To be done: Reproduce each of the following lines verbatim, with no changes of any kind.

Given data:
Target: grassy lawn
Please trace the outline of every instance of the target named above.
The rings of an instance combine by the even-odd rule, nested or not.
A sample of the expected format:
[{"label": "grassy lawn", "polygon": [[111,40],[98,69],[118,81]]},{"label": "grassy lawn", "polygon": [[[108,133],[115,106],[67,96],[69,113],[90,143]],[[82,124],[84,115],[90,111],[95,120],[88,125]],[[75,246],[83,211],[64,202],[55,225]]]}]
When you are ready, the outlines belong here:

Final answer:
Target: grassy lawn
Please trace the outline of every instance of the target named above.
The rings of an instance combine by the even-odd rule, nested or not.
A sample of the expected format:
[{"label": "grassy lawn", "polygon": [[111,40],[98,69],[118,81]]},{"label": "grassy lawn", "polygon": [[[108,133],[115,106],[67,96],[69,113],[90,143]],[[82,124],[84,115],[90,111],[95,120],[88,125]],[[75,246],[83,211],[64,202],[55,225]]]}]
When you are ready, the outlines belong here:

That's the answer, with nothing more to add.